▶ **What you need to do**: Extract the full listing below without altering a single character.

Source data:
*-*-*

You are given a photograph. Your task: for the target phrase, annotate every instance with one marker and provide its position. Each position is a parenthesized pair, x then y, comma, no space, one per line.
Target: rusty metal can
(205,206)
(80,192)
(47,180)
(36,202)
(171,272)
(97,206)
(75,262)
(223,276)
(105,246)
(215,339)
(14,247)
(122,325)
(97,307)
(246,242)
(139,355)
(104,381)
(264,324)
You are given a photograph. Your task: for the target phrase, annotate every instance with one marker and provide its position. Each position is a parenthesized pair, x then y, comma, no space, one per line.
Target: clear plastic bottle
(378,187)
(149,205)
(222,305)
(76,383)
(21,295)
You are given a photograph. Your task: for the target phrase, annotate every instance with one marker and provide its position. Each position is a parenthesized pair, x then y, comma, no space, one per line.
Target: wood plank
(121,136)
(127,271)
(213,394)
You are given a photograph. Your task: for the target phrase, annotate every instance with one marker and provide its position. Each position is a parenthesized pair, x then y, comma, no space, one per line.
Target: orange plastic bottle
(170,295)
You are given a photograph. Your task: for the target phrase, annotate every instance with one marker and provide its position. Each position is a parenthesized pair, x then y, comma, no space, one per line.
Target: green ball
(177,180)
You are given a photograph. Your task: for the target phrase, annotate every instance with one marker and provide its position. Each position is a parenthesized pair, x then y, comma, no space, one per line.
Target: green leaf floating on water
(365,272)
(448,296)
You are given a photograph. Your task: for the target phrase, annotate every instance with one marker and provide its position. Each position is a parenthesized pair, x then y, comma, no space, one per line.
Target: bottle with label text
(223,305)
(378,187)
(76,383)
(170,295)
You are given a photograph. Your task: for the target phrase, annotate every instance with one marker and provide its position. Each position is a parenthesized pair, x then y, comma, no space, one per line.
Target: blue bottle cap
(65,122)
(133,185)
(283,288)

*-*-*

▶ **Answer in full**:
You are given a photograph. Your task: for the target phrase, annotate every instance with one marker and provide its position. Each position is a parenthesized pair, x then y, comma, no space, one per line.
Target: rusty metal can
(205,206)
(80,192)
(47,180)
(36,202)
(171,272)
(97,206)
(75,262)
(223,276)
(105,246)
(215,339)
(14,247)
(122,325)
(97,307)
(246,242)
(139,355)
(104,381)
(264,324)
You are given a photograph. Your task: for the target phrase, annotate every instance with one marker and provide its position. Each position is a parenthesized pair, x then y, comma, no space, one per line.
Target: clear plastic bottle
(378,187)
(149,205)
(222,305)
(76,383)
(21,295)
You are given a photograph. Your task: for the target phrase, annotate every instance with one marker and provide its position. Each position is a parenthesized pair, x then y, comma, no space, one per line.
Target: wood plank
(121,136)
(127,271)
(213,394)
You are given a photograph. Your task: for the target phrase, annotate every instance with one marker and provide its position. Each position is a parenthesized pair, x then y, comma, no space, one per line.
Target: orange plastic bottle
(170,295)
You are given a photograph. Your task: for the target phrase, annotate every instance with one marker and provide its position. Each position is a parenthesized pair, x then y, comma, no space, one per line.
Target: green ball
(177,180)
You are given a photograph. Your task: for the target phrase, annotate every instance with one marker and provide its position. Each position is a parenthesized pair, x then y, comma, no space, one per line.
Target: green leaf floating on water
(365,272)
(448,296)
You are given a photograph. Your task: for the target phrase, annotate every instance with one marker and provide its position. Each position is a parenthesized pair, x then y, comma, no space, one per line.
Target: bottle with label text
(223,305)
(378,187)
(76,383)
(170,295)
You are given a photograph. Your task: for the target phrase, annotate every instance with one marker and provide its position. Each position is a parenthesized pair, x then y, comma, no space, one per line.
Target: blue bottle cap
(65,122)
(133,185)
(283,288)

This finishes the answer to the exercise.